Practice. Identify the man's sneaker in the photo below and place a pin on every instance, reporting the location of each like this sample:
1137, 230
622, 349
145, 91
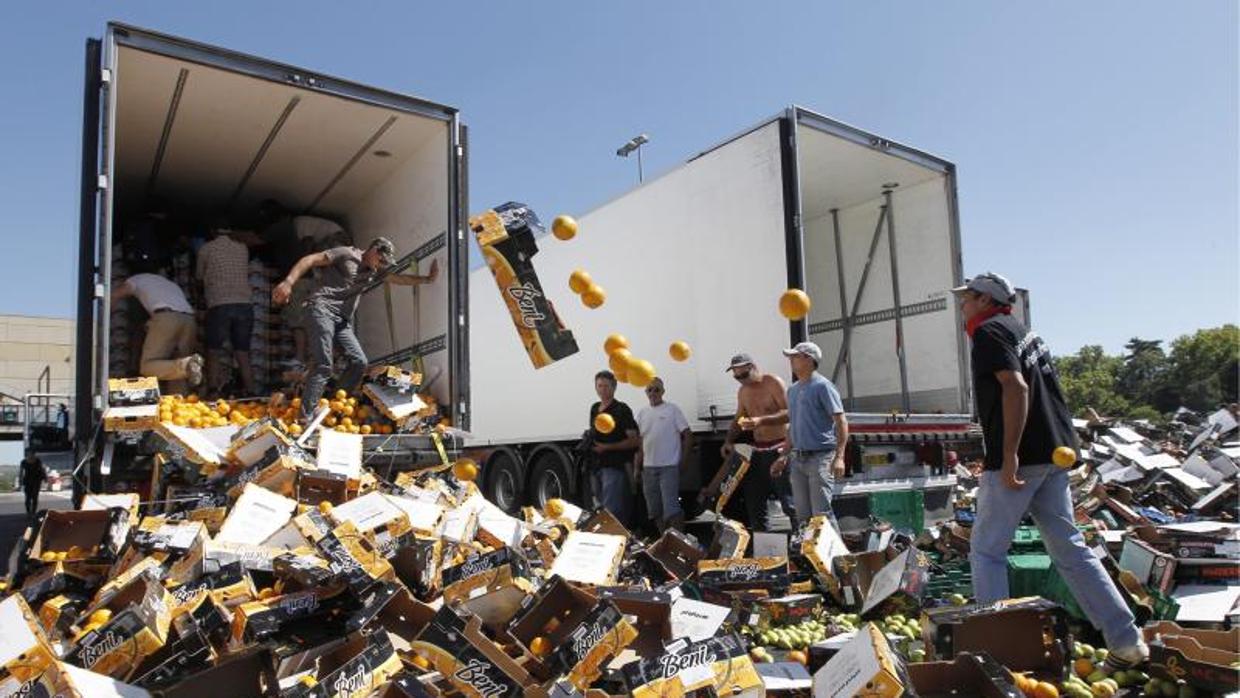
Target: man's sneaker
194, 370
1124, 658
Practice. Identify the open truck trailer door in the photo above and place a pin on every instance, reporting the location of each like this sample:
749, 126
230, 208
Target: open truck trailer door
207, 130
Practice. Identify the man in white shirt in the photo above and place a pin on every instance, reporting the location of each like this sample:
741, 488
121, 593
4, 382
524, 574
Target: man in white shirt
171, 334
666, 443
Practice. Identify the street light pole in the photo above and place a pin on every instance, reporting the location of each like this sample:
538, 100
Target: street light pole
635, 144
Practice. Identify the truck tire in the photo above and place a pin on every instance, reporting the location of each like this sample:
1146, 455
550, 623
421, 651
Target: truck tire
504, 479
551, 475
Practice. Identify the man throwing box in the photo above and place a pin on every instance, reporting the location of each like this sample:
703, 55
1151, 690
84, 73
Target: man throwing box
666, 441
344, 273
1024, 418
761, 408
817, 435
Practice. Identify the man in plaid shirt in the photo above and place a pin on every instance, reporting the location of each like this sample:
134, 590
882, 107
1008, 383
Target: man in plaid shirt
223, 268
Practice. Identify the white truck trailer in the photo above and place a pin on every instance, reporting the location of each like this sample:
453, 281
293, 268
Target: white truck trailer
866, 226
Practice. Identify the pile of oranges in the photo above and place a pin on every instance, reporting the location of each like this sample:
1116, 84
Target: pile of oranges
347, 414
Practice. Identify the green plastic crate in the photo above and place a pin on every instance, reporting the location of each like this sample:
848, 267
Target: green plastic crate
1027, 539
1028, 574
903, 510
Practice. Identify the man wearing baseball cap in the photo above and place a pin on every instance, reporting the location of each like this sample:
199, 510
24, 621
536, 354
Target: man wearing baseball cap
817, 434
344, 274
1024, 418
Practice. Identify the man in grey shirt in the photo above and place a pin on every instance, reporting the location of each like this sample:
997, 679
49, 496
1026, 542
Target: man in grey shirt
816, 437
344, 273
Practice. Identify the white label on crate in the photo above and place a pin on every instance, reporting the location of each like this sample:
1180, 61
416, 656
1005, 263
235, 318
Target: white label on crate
589, 558
340, 453
697, 620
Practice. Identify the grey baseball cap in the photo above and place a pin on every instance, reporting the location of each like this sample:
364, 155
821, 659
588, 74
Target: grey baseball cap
806, 349
387, 251
991, 284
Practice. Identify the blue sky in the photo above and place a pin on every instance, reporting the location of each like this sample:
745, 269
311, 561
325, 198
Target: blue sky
1096, 143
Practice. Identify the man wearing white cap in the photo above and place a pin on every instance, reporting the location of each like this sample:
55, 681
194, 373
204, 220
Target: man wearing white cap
1024, 418
816, 437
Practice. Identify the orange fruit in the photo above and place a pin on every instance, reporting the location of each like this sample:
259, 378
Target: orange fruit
563, 227
614, 342
554, 507
619, 362
594, 296
641, 372
465, 469
604, 423
794, 304
540, 646
678, 351
579, 280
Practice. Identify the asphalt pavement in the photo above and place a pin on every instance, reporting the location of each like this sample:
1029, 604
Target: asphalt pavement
13, 517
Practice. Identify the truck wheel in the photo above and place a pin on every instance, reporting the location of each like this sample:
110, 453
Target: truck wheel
504, 480
551, 475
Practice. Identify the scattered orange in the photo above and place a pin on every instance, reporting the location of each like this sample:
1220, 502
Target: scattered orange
594, 296
794, 304
465, 469
554, 507
680, 351
563, 227
604, 423
579, 280
615, 342
540, 646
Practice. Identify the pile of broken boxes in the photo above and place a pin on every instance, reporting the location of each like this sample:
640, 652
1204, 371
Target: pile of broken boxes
299, 573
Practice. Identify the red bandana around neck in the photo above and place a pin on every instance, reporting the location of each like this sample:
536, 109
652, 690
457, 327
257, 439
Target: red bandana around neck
976, 321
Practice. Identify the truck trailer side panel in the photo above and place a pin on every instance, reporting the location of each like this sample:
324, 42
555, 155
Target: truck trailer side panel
697, 254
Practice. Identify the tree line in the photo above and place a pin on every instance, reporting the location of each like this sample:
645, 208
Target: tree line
1202, 371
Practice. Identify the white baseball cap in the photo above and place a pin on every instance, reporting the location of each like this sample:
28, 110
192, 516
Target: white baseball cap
805, 349
991, 284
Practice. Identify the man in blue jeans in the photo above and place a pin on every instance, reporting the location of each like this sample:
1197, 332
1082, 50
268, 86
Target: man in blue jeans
816, 437
614, 451
1024, 419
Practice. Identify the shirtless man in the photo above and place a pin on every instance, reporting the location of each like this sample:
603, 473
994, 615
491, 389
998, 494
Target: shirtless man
761, 408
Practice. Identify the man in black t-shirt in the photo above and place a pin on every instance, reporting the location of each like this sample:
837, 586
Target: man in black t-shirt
31, 474
613, 451
1024, 419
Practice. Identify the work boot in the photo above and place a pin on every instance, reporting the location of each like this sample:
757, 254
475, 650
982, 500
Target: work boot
194, 370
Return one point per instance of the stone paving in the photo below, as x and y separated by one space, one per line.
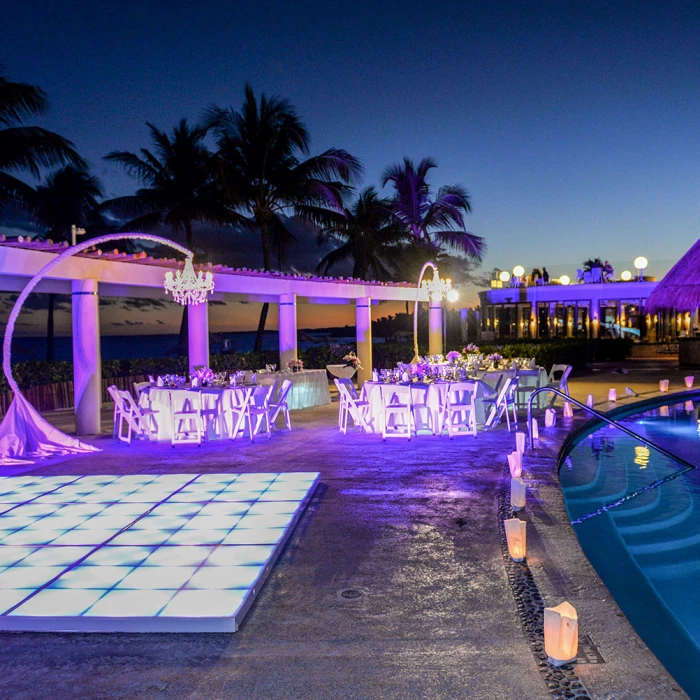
414 527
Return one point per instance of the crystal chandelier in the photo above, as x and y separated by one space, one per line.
188 287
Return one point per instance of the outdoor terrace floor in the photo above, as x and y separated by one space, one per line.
411 524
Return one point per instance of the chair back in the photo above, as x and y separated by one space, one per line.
138 387
260 396
347 383
395 395
284 392
462 392
113 391
557 372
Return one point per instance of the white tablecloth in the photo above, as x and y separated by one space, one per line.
213 398
436 393
435 398
309 387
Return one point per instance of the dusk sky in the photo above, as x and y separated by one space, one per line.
574 125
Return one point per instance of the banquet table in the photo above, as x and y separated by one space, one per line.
437 391
161 399
342 371
309 387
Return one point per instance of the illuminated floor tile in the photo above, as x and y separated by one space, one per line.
224 577
52 602
177 552
204 604
130 604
○ ○ ○ ○ ○ ○ ○
■ Description of the task ■
Every line above should be reproduced exactly, please, with no pictures included.

■ Response area ■
Practice. Identify the man's sneaker in the photo below and place a pin on every instance, reporting the location of each like this sample:
1137, 230
622, 349
145, 91
Target: man's sneaker
194, 370
1124, 658
Practice. Identify the open truck trailer door in the photo above and place a pin on every instance, reporting the location of each like this sample:
749, 126
230, 208
Target: open truck trailer door
207, 130
Practice. Identify the man in white shirt in the photo above and place a pin on every instance, reporting the location of each like this sample:
741, 488
121, 593
4, 382
524, 574
Target: man in white shirt
171, 334
666, 443
Practice. Identify the street light pole in the photo above and place a pin on every instance, reporting the location of each like this sample:
538, 100
Target: street light pole
635, 144
Practice. Identify the truck tire in the photo above and place a pin on every instance, reporting the location of each like this sample:
1146, 455
550, 623
421, 651
Target: truck tire
504, 479
551, 475
Practice. Identify the man throwing box in the photo above and place a pin on every instance, reporting the location of each like this sample:
703, 55
1151, 690
84, 73
Target: man throwing box
666, 441
344, 273
1024, 418
761, 408
817, 435
Practice. Identify the man in plaid shirt in the photo above and place a pin on every instance, reporting the location of each like this sample:
134, 590
882, 107
1008, 383
Target: man in plaid shirt
223, 268
Practice. Identify the white truck trailer in the photo above and place a pin on every instance, reporting the location of each like this sample:
453, 281
293, 268
Target: white truck trailer
866, 226
Practice. Identify the pile of oranges in the photo above and place a pin on every instance, reporting the location of each like this sample:
1116, 84
Target: pile of oranges
347, 414
Practice. Identify the green plastic crate in the photo above and place a pin on every instance, reporting the location of each like this sample:
848, 267
Target: green plastic crate
1027, 539
1028, 574
903, 510
Practice. Identify the man wearing baseball cap in the photo above and place a pin on every instance, reporting the location of each like this sample:
199, 510
24, 621
536, 354
Target: man wearing baseball cap
817, 434
344, 274
1024, 418
Practice. Identify the man in grey shirt in the photo above and place a pin on every instance, reporting the location of each like this sample:
997, 679
49, 496
1026, 542
Target: man in grey shirt
816, 437
344, 273
Practice. Identify the white label on crate in the photo above and place a pin on every instance, reporting the location of each like this sample:
1180, 61
416, 656
1005, 263
235, 318
Target: white label on crate
589, 558
340, 453
697, 620
Practice. Identify the grey baseball cap in the photo above and place a pin on every instance, reporting the location of each like this sample:
364, 155
821, 659
588, 74
Target: grey baseball cap
806, 349
387, 251
991, 284
Practice. Identify the blue sky in the photo above and place a pin on every instance, reporting the location of each like this sample:
745, 269
311, 561
325, 198
Target: blue sky
1096, 143
Practice. Identify the man wearing white cap in the photo above and place a pin on every instance, reporting the location of each like this sample:
55, 681
194, 373
204, 220
Target: man wearing white cap
1024, 418
816, 437
Practice. Identify the orange fruit in the photo above and place a pin on every instance, reporting the location of each like this sample:
259, 378
Target: orange fruit
563, 227
614, 342
554, 507
619, 362
594, 296
641, 372
465, 469
604, 423
794, 304
540, 646
678, 351
579, 280
Practice. Identify the asphalt pavement in the photo above and place a pin on every instance, reporting the location of each like this sample:
1029, 604
Target: asphalt pavement
13, 517
Practice. Identify the truck wheel in the photo above and place a pin on every instance, reporting the location of each like this sample:
110, 453
Target: truck wheel
504, 480
551, 475
Practice. Identify the scattered orange in the photo above and place a pin on every instance, reporting the location of each like this sample:
1220, 502
Target: scattered orange
594, 296
794, 304
465, 469
554, 507
680, 351
563, 227
604, 423
579, 280
615, 342
540, 646
Practice. Identify the pile of broken boxes in the photo above and place a pin on every instance, reporting the location of each like this sample:
640, 652
1204, 371
Target: pile of broken boxes
299, 573
Practice. Identify the red bandana around neck in the photo above and place a pin on every instance, reporting the location of each like this sample:
536, 109
652, 690
457, 327
257, 439
Target: red bandana around neck
976, 321
Practice. Identify the truck trailer side panel in the photo above and place a pin on every instance, reporting the location of each like this sample:
324, 42
555, 155
Target: truck trailer side panel
697, 254
Practice. Identify the tree line in the photo above and place a pin on every instance, reporting the location of each like this sample:
645, 208
Target: tree line
1202, 371
Practice. Identify the white baseball cap in the photo above and place a pin on every instance, reporting the location of each like this sample:
28, 110
192, 516
Target: white baseball cap
805, 349
991, 284
Practice. Identify the man in blue jeans in the photo above and place a pin on every instance, reporting the location of each like this sample:
1197, 332
1082, 50
268, 86
Target: man in blue jeans
816, 437
614, 451
1024, 419
Practice. Identify the shirtless man in the photo above and place a pin on every instance, reporting the location of each like this sample:
603, 473
994, 615
491, 389
998, 494
Target: shirtless man
761, 408
Practice. Identify the man in black t-shirt in the photo above and place a pin on every instance, reporting the location of each like this sample:
837, 586
Target: man in black t-shirt
31, 474
613, 451
1024, 419
Practice. Identify the work boot in the photo above and place a pin on every instance, reporting the location of each like this sample:
757, 254
475, 650
982, 500
Target: work boot
194, 370
Return one point per instance of the stone paving in the photo below, as x and y separated by one space, one per line.
414 527
Return one point per instance of the crystal chandelier in the photo above, as x and y separated by one space, one per line.
188 287
Return one point per instance of the outdoor terrace floor in the photo above, as x and y separated by one space, one per line.
411 524
Return one point per instance of the chair back in the photo above, as x and y separated by one space, one per line.
138 387
260 396
347 383
395 395
284 392
462 392
113 391
557 372
Return one point per instance of the white tablecloth in the photo above, as x and y separated by one space, one per line.
213 398
436 393
435 398
309 387
Return one point per instance of the dusk sky in the photo above, as x and y separated by one space, one per line.
574 125
Return one point per instance of the banquet table in the photo above, as x and y separated by one space, one per line.
437 391
161 399
342 371
309 387
Return one point per instance of the illuminated floor tile in the photo above, as x and y separated by one space, one per line.
224 577
52 602
177 552
204 604
130 604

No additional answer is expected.